The Sumerian civilization dwindled approximately 3500 years ago, replaced by peoples from the North and East; a replacement that was often the result of war. There are several lament texts that have been found, each mourning the destruction of a different Sumerian city. These texts are all from the same time period, causing one to wonder if the laments are simply reflections of humans at war, or truly those of wars of the Gods themselves - quarreling over their own ideologies.

http://www.gatewaystobabylon.com/myths/texts/lamentations/lamentur.html

excerpt:

(Great) fires he lit that heralded the storm. The people mourn.
And lit on either flank of furious winds the searing heat of the desert.
Like flaming heat of noon this fire scorched.

The storm ordered by Enlil in hate, the storm which wears away the country,
covered Ur like a cloth, veiled it like a linen sheet.

On that day did the storm leave the city; that city was a ruin.
O father Nanna, that town was left a ruin. The people mourn.

##############################

● **PROBLEM STATEMENT**
Please list every comparison introduced with the word "like" in the Sumerian lament excerpt, quoting each one.

● **DATA**
##############################

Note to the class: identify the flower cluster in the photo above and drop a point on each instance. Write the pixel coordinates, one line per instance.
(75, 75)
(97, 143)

##############################

● **RESPONSE FOR THIS EXERCISE**
- "Like flaming heat of noon this fire scorched"
- "covered Ur like a cloth"
- "veiled it like a linen sheet"